Task instructions – Output every line of the material below as a JSON list of strings, one string per line, leaving out any blank lines.
--- Data entries ---
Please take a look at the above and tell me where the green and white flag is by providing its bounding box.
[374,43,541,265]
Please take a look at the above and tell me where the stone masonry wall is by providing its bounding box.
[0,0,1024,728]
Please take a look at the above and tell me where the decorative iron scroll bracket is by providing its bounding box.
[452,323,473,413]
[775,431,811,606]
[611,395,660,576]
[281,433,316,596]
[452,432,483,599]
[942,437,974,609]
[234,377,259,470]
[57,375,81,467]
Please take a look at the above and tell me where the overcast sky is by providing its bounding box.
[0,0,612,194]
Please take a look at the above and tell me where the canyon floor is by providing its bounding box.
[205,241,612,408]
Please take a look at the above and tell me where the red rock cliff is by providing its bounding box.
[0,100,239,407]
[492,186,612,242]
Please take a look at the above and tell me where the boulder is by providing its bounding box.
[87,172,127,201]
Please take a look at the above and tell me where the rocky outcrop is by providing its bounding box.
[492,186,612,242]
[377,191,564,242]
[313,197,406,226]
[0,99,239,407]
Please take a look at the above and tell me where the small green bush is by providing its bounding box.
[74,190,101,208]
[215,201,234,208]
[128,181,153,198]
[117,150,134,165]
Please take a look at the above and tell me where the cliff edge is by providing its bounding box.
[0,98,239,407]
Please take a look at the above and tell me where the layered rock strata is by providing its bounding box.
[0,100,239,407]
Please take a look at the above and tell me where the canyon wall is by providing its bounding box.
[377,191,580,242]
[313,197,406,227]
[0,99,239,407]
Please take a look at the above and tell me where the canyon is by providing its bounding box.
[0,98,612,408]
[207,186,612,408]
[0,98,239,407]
---
Problem solution –
[
  "Please take a look at the above and tell me where the green and white flag is by providing its bounding box.",
  "[374,43,541,265]",
  "Please take a look at the above and tell me where the stone masonry wall is by providing its bounding box.",
  "[0,0,1024,728]",
  "Please take a look at the above and tell me where the decorative iron scroll bracket is by providing its bounding box.",
  "[452,323,473,413]",
  "[775,431,811,606]",
  "[611,395,660,576]",
  "[281,433,316,596]",
  "[452,432,483,599]",
  "[942,437,974,609]",
  "[234,377,259,470]",
  "[57,375,81,467]",
  "Please take a look at the above and tell me where the overcast sky is by providing its bounding box.",
  "[0,0,612,194]",
  "Please take a look at the above and tell me where the canyon floor is by providing its bounding box.",
  "[205,241,612,408]",
  "Please take a look at the above and tell me where the red rock cliff is by providing its bounding box.",
  "[0,100,239,407]",
  "[492,186,612,242]",
  "Please take a look at the above and tell me where the boulder is by providing its bounding box.",
  "[87,172,127,201]",
  "Please take a look at the above and tell me where the rocky outcrop is by providing its bounding box.",
  "[492,186,612,242]",
  "[377,191,564,242]",
  "[313,197,406,226]",
  "[0,99,239,407]",
  "Please take a look at the above and tell me where the small green bush is by providing its bounding box.",
  "[74,190,101,208]",
  "[215,201,234,208]",
  "[128,181,153,198]",
  "[117,150,134,165]",
  "Please take a look at the above and tell me where the cliff edge is by providing its bounding box.",
  "[0,98,239,407]",
  "Please take a look at the above and tell me where the layered rock strata is by providing its bounding box.",
  "[0,100,239,407]",
  "Please take a look at the above and tell me where the canyon wall is by providing its bounding box.",
  "[377,191,580,242]",
  "[313,197,406,227]",
  "[0,99,239,407]",
  "Please take a look at the above and tell me where the canyon is by providing its bounding box.",
  "[0,98,612,408]",
  "[207,186,612,408]",
  "[0,98,239,407]"
]